- _EXCERPTED TEXT_:
This Article From Issue
September-October 1999
Volume 87, Number 5
DOI: 10.1511/1999.36.0
The Rejection of Continental Drift: Theory and Method in American Earth Science. Naomi Oreskes. 368 pp. Oxford University Press, 1999. $29.95 (paper).
During the 1920s and '30s, prominent American geologists were generally opposed, sometimes virulently so, to continental drift, a new theory proposed by Alfred Wegener. On the opposite side of a furtively widening transatlantic schism, earth scientists were inclined to explore the idea, or at least to regard it with more muted skepticism. Wegener's original "theory" was incomplete and mechanically unsound, and some of his European colleagues actually bent their effort toward developing physical models in support of drift. After all, the theory did summarize a set of observations that hinted at a broader vision of geological mapping than was currently in vogue. However, Americans appear to have been committed to demonstrating the impossibility of drift. Naomi Oreskes has carefully sifted the archival ashes of the early stages of this conflagration, producing an analysis of scientific practice that challenges previous accounts of the drift controversy. In the now-familiar language of current critical discourse on the scientific enterprise, The Rejection of Continental Drift states that the theoretical vistas of North American geologists were constrained by pervasive cultural and social factors.

[Recorded data]
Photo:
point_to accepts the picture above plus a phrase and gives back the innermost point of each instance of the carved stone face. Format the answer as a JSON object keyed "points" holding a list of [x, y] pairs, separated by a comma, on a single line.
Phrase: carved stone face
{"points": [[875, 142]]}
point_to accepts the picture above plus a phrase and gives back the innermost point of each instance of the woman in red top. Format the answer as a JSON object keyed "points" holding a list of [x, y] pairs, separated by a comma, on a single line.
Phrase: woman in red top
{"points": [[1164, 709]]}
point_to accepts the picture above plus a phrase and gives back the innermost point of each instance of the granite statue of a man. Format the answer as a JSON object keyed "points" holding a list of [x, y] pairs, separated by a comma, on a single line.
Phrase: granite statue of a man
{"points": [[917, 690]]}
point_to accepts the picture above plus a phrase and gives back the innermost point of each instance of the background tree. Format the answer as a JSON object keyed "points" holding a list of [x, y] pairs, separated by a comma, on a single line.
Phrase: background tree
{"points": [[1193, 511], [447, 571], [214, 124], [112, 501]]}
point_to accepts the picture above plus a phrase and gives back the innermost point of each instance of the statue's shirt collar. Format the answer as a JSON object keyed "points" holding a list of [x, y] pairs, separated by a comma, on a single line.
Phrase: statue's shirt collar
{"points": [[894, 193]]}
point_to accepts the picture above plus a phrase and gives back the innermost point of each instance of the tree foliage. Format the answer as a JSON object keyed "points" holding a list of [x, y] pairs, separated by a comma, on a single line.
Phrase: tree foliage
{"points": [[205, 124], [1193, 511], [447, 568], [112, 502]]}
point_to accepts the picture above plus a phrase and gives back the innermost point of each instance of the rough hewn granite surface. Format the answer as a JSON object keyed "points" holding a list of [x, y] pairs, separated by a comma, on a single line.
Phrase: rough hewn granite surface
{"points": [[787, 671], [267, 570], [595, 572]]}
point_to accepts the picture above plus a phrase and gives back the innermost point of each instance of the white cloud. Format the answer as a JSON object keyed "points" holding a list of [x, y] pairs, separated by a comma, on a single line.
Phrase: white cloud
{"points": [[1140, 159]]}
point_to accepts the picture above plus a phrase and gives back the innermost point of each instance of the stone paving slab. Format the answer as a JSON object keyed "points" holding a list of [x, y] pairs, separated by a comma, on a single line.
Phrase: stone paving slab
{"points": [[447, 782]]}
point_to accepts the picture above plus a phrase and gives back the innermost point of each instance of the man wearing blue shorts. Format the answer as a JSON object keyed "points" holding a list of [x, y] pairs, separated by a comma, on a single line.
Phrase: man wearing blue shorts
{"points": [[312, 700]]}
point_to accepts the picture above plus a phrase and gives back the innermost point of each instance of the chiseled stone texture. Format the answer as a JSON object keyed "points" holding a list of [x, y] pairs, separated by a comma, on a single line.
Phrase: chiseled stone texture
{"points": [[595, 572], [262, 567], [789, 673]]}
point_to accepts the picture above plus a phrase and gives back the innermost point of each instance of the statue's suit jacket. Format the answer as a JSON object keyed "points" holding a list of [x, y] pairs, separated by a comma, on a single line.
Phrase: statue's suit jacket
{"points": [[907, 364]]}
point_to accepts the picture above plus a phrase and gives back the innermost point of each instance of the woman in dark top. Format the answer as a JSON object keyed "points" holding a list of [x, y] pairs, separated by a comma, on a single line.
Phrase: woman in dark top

- _WORK INSTRUCTIONS_:
a: Summarize the book review in two sentences.
b: Reproduce the listing verbatim from its first line through the line containing "of the carved".

- _SOLUTIONS_:
a: During the 1920s and '30s, prominent American geologists generally opposed Alfred Wegener's new theory of continental drift, while European earth scientists were inclined to explore it or to view it with more muted skepticism. Naomi Oreskes's archival analysis in The Rejection of Continental Drift challenges previous accounts of the controversy by arguing that pervasive cultural and social factors constrained North American geologists' theoretical vistas.

b:
Photo:
point_to accepts the picture above plus a phrase and gives back the innermost point of each instance of the carved stone face. Format the answer as a JSON object keyed "points" holding a list of [x, y] pairs, separated by a comma, on a single line.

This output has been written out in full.